Output the part of the listing that opens with the line containing "TARGET = soccer ball" and runs to the end of the listing as a JSON list of strings, one string per line, with blank lines left out.

____________________

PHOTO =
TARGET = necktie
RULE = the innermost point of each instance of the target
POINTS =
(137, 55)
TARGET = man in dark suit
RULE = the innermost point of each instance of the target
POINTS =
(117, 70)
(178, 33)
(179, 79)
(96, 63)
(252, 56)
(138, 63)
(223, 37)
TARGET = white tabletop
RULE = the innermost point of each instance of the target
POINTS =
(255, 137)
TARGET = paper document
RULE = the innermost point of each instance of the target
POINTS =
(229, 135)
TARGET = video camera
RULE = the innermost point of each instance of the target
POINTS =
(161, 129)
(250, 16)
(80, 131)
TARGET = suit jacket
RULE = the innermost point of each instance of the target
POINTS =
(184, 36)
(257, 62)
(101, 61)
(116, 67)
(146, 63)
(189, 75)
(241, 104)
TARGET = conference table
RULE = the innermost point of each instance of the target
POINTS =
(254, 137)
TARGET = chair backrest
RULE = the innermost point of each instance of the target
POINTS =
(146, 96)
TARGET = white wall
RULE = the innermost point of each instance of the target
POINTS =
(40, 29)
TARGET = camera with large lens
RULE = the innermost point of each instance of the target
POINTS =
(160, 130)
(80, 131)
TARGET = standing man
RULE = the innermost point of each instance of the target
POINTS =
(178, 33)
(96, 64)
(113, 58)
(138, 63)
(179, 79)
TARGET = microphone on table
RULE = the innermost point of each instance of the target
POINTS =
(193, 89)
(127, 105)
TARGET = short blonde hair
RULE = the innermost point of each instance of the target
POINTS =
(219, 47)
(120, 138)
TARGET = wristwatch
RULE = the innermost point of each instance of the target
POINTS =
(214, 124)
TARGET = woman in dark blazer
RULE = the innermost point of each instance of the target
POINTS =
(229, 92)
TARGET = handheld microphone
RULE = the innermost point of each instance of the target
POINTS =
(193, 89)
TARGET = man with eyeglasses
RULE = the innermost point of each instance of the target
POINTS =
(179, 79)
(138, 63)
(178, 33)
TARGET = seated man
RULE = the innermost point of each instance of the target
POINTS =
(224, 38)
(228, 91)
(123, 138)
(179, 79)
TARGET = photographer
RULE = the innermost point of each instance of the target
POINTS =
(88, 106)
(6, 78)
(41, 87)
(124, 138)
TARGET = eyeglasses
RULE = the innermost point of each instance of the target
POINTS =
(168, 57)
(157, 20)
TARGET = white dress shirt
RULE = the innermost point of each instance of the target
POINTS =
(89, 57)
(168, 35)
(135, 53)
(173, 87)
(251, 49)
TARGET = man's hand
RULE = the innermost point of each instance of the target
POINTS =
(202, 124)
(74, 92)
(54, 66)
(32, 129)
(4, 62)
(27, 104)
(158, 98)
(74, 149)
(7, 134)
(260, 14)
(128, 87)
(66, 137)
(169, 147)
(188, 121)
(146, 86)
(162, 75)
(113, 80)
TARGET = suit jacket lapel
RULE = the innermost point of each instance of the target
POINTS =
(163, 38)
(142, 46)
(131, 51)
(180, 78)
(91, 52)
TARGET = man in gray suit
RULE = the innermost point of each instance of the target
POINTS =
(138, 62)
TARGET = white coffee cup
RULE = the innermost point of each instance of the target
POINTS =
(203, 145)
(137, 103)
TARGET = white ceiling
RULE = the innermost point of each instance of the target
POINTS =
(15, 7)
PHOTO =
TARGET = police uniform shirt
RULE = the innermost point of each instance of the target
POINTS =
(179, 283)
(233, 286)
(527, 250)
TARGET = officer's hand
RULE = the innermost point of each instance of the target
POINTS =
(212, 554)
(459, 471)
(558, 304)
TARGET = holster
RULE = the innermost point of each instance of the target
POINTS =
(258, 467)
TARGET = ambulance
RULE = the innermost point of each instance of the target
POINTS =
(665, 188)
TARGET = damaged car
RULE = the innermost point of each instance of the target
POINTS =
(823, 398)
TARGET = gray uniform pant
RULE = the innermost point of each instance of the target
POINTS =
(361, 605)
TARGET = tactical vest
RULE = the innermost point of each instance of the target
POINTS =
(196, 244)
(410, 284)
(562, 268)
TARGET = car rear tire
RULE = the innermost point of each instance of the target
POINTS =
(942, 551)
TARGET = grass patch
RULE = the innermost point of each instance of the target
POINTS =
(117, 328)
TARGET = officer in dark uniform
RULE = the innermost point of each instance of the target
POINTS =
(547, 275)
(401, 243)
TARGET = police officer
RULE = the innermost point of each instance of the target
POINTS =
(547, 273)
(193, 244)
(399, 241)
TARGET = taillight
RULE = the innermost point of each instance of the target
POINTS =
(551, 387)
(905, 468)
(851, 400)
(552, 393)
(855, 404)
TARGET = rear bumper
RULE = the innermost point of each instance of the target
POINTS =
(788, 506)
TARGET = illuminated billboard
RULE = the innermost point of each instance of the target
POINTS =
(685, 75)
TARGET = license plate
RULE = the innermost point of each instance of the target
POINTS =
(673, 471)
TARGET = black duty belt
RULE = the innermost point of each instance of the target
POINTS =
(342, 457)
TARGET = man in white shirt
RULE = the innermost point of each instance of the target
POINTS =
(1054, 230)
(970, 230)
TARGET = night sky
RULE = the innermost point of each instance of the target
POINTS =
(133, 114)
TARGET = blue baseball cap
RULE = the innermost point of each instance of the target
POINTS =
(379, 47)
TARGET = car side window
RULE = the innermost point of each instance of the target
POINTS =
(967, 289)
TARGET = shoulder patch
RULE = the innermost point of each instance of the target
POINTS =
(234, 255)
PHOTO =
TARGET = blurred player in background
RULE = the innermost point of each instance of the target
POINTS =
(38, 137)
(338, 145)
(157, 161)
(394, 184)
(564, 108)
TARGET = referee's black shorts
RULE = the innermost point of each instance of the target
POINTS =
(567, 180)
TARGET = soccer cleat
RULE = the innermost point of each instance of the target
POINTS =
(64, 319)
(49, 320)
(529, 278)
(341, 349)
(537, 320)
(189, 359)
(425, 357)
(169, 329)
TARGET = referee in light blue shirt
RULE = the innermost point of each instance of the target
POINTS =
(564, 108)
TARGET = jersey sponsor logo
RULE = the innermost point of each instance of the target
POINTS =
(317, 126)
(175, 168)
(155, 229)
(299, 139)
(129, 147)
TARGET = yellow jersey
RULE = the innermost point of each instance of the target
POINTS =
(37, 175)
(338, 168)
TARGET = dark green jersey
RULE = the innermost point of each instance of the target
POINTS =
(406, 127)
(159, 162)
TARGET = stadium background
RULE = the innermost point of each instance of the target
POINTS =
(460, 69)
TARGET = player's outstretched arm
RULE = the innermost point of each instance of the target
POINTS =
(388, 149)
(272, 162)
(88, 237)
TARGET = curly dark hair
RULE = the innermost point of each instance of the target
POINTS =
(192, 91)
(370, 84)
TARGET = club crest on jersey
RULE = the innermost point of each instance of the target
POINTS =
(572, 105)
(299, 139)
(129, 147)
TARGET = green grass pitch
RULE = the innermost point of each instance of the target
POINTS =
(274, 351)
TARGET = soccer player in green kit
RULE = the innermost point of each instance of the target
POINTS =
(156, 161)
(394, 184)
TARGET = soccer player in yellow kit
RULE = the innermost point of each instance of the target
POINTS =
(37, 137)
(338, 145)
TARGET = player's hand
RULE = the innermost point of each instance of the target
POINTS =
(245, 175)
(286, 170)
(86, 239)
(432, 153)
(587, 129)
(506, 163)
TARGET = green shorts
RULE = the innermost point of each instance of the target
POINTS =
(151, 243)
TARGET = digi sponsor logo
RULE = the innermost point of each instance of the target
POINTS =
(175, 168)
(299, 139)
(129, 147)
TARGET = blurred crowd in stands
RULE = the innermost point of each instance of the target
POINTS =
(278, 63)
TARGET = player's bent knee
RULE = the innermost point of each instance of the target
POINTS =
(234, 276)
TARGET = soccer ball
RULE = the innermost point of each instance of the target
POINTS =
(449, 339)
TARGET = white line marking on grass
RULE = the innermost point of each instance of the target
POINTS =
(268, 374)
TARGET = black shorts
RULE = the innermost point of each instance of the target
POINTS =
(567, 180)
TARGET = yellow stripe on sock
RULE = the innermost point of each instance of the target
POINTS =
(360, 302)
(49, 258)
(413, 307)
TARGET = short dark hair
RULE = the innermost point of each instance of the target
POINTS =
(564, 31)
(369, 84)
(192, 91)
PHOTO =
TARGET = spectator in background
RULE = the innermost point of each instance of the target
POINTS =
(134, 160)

____________________

_Answer_.
[
  "TARGET = soccer ball",
  "RULE = the innermost point of each instance of the target",
  "POINTS =",
  "(449, 339)",
  "TARGET = white line marking on grass",
  "RULE = the innermost point of each instance of the target",
  "POINTS =",
  "(268, 374)",
  "TARGET = black shorts",
  "RULE = the innermost point of each instance of the target",
  "POINTS =",
  "(567, 180)",
  "TARGET = yellow stripe on sock",
  "RULE = the innermost point of each instance of the target",
  "POINTS =",
  "(360, 302)",
  "(49, 258)",
  "(413, 307)",
  "TARGET = short dark hair",
  "RULE = the innermost point of each instance of the target",
  "POINTS =",
  "(564, 31)",
  "(369, 84)",
  "(192, 91)",
  "PHOTO =",
  "TARGET = spectator in background",
  "RULE = the innermost point of each instance of the target",
  "POINTS =",
  "(134, 160)"
]